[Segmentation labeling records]
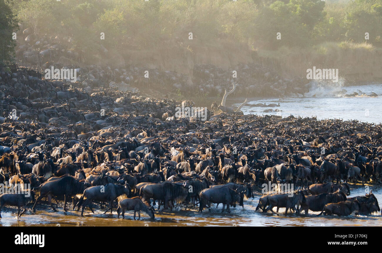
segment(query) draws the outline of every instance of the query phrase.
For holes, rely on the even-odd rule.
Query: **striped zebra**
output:
[[[120,83],[117,83],[114,82],[110,82],[109,85],[112,88],[116,89],[121,92],[126,92],[126,91],[131,91],[131,92],[139,92],[139,90],[138,89],[138,88],[131,86],[123,82],[121,82]]]

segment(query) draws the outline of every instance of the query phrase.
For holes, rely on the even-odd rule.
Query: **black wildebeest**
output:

REQUEST — Write out every line of the records above word for word, leaving out the pictures.

RESPONSE —
segment(query) draws the outline of every instance of the query phrase.
For holes, rely on the even-odd rule.
Query: **striped zebra**
output:
[[[120,83],[117,83],[114,82],[110,82],[109,85],[112,88],[116,89],[121,92],[126,92],[126,91],[131,91],[131,92],[139,92],[139,90],[138,89],[138,88],[131,86],[123,82],[121,82]]]

segment(query) draws the outline of every instance of the query phrase.
For holes, rely on the even-odd rule.
Query: **black wildebeest**
output:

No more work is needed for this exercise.